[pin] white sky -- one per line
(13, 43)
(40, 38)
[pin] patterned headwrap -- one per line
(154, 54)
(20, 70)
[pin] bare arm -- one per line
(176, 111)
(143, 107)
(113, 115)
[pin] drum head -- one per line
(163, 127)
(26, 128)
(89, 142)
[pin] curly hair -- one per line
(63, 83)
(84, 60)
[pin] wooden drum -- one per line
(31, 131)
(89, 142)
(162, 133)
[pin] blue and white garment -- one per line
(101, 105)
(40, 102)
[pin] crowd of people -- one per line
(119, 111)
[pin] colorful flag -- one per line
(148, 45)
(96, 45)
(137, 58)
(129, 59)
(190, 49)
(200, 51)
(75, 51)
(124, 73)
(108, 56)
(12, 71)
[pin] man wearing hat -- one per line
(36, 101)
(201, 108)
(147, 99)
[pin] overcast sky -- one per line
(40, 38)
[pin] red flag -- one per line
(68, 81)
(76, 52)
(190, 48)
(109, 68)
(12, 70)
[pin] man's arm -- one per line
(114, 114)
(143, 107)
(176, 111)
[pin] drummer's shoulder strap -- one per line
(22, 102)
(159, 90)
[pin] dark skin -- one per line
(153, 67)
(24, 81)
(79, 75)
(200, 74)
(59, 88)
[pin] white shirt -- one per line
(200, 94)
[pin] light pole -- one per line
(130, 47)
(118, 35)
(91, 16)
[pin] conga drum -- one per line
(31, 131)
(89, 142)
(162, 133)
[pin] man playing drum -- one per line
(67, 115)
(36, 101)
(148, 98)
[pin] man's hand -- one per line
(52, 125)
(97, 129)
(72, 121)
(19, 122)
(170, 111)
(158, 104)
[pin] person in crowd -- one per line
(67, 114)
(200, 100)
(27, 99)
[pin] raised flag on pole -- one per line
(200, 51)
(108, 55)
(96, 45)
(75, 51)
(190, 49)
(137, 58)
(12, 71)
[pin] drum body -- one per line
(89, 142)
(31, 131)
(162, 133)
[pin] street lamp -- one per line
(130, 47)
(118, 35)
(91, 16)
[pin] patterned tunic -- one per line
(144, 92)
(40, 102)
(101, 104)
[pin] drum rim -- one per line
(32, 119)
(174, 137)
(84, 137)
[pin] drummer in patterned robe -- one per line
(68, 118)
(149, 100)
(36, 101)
--*--
Written request: Convert every line of the entries above into a JSON list of strings, one string per line, leaving out any blank lines.

Response below:
[
  "[pin] white sky -- one per line",
  "(13, 43)",
  "(40, 38)",
  "[pin] patterned headwrap -- one per line",
  "(154, 54)",
  "(20, 70)",
  "[pin] bare arm -- one per line",
  "(176, 111)",
  "(143, 107)",
  "(113, 115)",
  "[pin] drum head -- one per line",
  "(163, 127)",
  "(26, 128)",
  "(89, 142)",
  "[pin] curly hair -- one per line",
  "(63, 83)",
  "(84, 60)",
  "[pin] wooden drum -- one per line",
  "(31, 131)",
  "(89, 142)",
  "(162, 133)",
  "[pin] blue and white garment -- one per line",
  "(101, 105)",
  "(40, 102)",
  "[pin] crowd of people -- one per line",
  "(119, 111)",
  "[pin] colorful flag -- one per line",
  "(148, 45)",
  "(96, 45)",
  "(137, 58)",
  "(129, 59)",
  "(190, 49)",
  "(200, 51)",
  "(75, 51)",
  "(124, 73)",
  "(108, 56)",
  "(12, 71)",
  "[pin] man wearing hat -- one per line",
  "(36, 101)",
  "(201, 108)",
  "(147, 99)",
  "[pin] overcast sky -- one per line",
  "(40, 38)",
  "[pin] red flag -- one per line",
  "(68, 81)",
  "(76, 52)",
  "(190, 48)",
  "(109, 68)",
  "(12, 70)",
  "[pin] man's arm -- one per line",
  "(114, 114)",
  "(143, 107)",
  "(176, 111)",
  "[pin] drummer's shoulder strap -- one per line",
  "(22, 102)",
  "(159, 90)",
  "[pin] dark skin -- one per line",
  "(153, 67)",
  "(24, 81)",
  "(79, 75)",
  "(200, 74)",
  "(59, 88)",
  "[pin] white shirt -- one per line",
  "(200, 94)",
  "[pin] light pole -- one per line",
  "(130, 47)",
  "(118, 35)",
  "(91, 16)",
  "[pin] conga drum -- one per line",
  "(31, 131)",
  "(89, 142)",
  "(162, 133)",
  "[pin] man playing drum -- one per line",
  "(67, 115)",
  "(36, 101)",
  "(148, 98)",
  "[pin] man's hand -- one per line",
  "(52, 125)",
  "(97, 129)",
  "(72, 121)",
  "(19, 122)",
  "(170, 111)",
  "(158, 104)",
  "[pin] person in crowd -- one per line",
  "(67, 114)",
  "(200, 100)",
  "(27, 99)",
  "[pin] raised flag on pole -- one per line",
  "(200, 51)",
  "(108, 55)",
  "(96, 45)",
  "(75, 51)",
  "(190, 49)",
  "(137, 58)",
  "(12, 71)",
  "[pin] drum body -- one per line",
  "(89, 142)",
  "(31, 131)",
  "(162, 133)",
  "[pin] street lamp -- one per line",
  "(130, 47)",
  "(118, 35)",
  "(91, 16)",
  "[pin] patterned tunic -- one per line",
  "(144, 92)",
  "(40, 102)",
  "(101, 104)",
  "[pin] drum rim -- one per line",
  "(32, 119)",
  "(174, 137)",
  "(84, 137)",
  "[pin] drummer in patterned robe -- one per line",
  "(68, 118)",
  "(149, 100)",
  "(36, 101)"
]